Trecho do texto

14 de Setembro de 2020, Segundo-feira – Festa da Exaltação da Santa Cruz: De fato, Deus não enviou o seu Filho ao mundo para condenar o mundo, mas para que o mundo seja salvo por ele (vv. 16-17).

Festa da Exaltação da Santa Cruz

A festa de hoje tem sua origem na dedicação das basílicas em Jerusalém sobre o lugar da crucificação (Gólgota, Mc 15,22p) e sobre o sepulcro de Cristo (Jo 19,41), construídas pelo imperador Constantino e sua mãe. Ele era pagão e em 312, na noite anterior a uma batalha decisiva, sonhou com uma cruz, e nela estava escrito em latim: “In hoc signo vinces” (neste sinal, tu vences). Constantino mandou que pintassem uma cruz nos escudos dos soldados e venceu. Pelo édito de Milão em 313 concedeu liberdade religiosa aos cristãos perseguidos por três séculos. Aceitou o batismo só no final da sua vida (acreditava-se na época que a absolvição dos pecados só podia ser recebida uma única vez após o batismo). Constantino ainda tolerava as religiões pagãs, mas promoveu a religião cristã (que se tornaria a religião oficial do Império em 380 por decreto do imperador Teodósio em 380). A cruz perdeu seu significado de escândalo (pena de morte para criminosos; cf. Dt 21,22s; 1Cor 1,22-24; Gl 3,13) e começou a ser representada na arte cristã.

A mãe de Constantino, Santa Helena, procurou a cruz de Cristo na Terra Santa e, conforme a lenda, encontrou a “vera cruz” e ordenou a construção da Igreja do Santo Sepulcro. Hoje milhares de pedacinhos da Santa Cruz encontram-se como relíquias em muitas igrejas do mundo (duvida-se na autenticidade em vários casos). A reforma litúrgica na esteira do Vaticano II determinou a data da festa em 14 de setembro, mas algumas comunidades continuam na data antiga de três de maio.

1ª Leitura: Nm 21,4-9

A leitura de hoje nos apresenta a serpente de bronze, à qual Jesus se refere no evangelho (Jo 3,14). O símbolo do deus que cura (uma serpente enrolada numa vara) era frequentemente representado na Antiguidade.

Questões de estudo
[1] Indique se cada afirmação abaixo está de acordo com o texto sobre a Festa da Exaltação da Santa Cruz, respondendo sim ou não e citando literalmente as palavras do texto que decidem a questão: (a) Constantino recebeu o batismo no início da vida; (b) o édito de Milão data de 313; (c) a reforma litúrgica fixou a festa em três de maio.
[2] Extraia do texto sobre a Festa da Exaltação da Santa Cruz o trecho que se inicia nas palavras que contêm "14 de Setembro de" e se encerra em "ele (vv. 16-17).".
[3] Liste todas as referências bíblicas com abreviatura do livro que aparecem no texto sobre a Festa da Exaltação da Santa Cruz.
Os itens constituem material à parte, independente do texto.

(Dados de ancoragem de expressões referenciais)

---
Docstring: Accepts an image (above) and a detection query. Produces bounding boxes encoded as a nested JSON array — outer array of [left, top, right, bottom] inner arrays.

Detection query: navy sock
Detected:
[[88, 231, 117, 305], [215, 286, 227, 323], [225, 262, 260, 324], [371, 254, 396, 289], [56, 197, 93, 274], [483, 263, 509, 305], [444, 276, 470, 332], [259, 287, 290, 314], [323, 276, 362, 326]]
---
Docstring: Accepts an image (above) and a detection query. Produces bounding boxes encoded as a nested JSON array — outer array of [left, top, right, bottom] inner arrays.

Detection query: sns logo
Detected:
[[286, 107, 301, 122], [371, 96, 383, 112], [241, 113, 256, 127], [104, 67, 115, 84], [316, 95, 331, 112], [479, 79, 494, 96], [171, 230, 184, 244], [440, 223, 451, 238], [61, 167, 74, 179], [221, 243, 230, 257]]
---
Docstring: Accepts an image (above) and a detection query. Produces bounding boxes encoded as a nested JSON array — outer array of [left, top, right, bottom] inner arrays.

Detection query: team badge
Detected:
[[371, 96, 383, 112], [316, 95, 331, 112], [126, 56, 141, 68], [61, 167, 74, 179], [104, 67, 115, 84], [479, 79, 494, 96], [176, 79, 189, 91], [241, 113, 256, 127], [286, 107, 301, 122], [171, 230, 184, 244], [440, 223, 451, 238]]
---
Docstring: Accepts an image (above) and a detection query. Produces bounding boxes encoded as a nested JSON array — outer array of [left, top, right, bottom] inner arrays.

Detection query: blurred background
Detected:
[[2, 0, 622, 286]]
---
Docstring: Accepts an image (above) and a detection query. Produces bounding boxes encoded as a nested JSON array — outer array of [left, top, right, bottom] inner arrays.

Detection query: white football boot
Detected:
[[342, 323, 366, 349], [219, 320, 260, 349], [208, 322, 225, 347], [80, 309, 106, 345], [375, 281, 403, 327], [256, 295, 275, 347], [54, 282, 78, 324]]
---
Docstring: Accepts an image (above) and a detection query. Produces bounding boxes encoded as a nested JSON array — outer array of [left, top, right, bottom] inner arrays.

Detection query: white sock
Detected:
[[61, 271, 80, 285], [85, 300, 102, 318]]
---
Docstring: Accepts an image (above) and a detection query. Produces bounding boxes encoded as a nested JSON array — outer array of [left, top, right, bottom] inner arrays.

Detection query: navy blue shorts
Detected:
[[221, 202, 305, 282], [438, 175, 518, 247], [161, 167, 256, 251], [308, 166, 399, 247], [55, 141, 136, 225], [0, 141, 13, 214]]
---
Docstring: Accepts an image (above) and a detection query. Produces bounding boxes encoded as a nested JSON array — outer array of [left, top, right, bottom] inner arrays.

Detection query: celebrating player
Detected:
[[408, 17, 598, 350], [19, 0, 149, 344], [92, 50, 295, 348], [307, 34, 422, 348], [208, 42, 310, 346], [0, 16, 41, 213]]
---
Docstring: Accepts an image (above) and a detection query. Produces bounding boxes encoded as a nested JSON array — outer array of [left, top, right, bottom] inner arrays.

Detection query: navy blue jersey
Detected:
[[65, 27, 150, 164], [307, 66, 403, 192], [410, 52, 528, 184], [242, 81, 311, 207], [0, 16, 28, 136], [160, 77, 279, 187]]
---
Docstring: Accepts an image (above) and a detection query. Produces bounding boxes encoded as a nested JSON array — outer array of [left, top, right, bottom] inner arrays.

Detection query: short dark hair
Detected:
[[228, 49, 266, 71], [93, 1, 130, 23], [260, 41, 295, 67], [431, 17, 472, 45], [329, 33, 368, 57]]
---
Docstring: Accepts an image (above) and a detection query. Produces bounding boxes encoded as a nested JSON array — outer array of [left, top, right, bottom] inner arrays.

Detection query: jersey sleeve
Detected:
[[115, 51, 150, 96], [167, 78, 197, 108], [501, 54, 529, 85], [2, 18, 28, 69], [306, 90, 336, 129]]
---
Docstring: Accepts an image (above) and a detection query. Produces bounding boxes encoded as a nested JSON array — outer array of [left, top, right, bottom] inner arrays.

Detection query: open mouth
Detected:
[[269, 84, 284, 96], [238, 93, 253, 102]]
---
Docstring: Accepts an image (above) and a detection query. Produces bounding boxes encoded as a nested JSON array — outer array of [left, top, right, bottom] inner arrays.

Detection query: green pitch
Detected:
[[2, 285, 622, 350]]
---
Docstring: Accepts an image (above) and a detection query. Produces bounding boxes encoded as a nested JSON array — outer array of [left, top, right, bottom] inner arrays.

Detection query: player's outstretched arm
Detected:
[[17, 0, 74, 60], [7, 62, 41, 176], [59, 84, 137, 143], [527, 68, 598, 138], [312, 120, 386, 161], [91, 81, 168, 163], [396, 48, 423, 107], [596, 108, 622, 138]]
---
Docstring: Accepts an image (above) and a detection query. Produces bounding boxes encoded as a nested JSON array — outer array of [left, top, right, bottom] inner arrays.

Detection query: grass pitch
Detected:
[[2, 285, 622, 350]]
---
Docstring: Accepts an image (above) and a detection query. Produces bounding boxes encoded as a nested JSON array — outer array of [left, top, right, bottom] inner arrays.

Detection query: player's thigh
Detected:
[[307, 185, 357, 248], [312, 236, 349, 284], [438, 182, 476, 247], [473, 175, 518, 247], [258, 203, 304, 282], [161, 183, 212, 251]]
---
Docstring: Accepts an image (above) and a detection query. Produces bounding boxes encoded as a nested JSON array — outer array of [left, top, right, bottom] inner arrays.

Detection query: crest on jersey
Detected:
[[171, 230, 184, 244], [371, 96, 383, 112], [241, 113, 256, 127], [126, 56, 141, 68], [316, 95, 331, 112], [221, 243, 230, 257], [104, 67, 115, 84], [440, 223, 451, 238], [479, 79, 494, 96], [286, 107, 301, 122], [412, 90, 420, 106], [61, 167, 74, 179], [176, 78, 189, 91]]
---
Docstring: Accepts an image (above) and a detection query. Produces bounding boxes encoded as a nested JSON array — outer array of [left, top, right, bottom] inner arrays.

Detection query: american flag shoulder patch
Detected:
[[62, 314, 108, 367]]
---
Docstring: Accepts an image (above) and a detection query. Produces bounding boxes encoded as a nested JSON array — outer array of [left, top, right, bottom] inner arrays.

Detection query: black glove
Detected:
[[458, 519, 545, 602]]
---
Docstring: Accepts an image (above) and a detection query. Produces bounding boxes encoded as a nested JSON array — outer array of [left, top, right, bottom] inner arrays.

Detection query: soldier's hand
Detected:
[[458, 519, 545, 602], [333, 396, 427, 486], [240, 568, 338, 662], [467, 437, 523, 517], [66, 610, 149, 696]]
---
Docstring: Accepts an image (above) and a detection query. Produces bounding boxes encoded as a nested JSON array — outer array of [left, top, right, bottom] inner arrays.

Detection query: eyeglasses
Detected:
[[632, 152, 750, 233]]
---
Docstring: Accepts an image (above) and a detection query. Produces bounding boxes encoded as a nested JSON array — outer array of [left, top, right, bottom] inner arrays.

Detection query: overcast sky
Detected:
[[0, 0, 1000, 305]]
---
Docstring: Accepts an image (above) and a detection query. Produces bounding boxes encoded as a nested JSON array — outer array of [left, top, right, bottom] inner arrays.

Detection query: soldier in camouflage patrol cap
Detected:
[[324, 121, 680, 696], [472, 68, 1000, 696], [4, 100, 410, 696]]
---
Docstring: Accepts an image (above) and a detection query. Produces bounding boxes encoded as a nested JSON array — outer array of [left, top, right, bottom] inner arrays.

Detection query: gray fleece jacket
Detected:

Respostas escritas
[1]
(a) Não: "Aceitou o batismo só no final da sua vida".
(b) Sim: "Pelo édito de Milão em 313 concedeu liberdade religiosa aos cristãos perseguidos por três séculos."
(c) Não: "A reforma litúrgica na esteira do Vaticano II determinou a data da festa em 14 de setembro".

[2]
14 de Setembro de 2020, Segundo-feira – Festa da Exaltação da Santa Cruz: De fato, Deus não enviou o seu Filho ao mundo para condenar o mundo, mas para que o mundo seja salvo por ele (vv. 16-17).

[3]
Mc 15,22p
Jo 19,41
Dt 21,22s
1Cor 1,22-24
Gl 3,13
Nm 21,4-9
Jo 3,14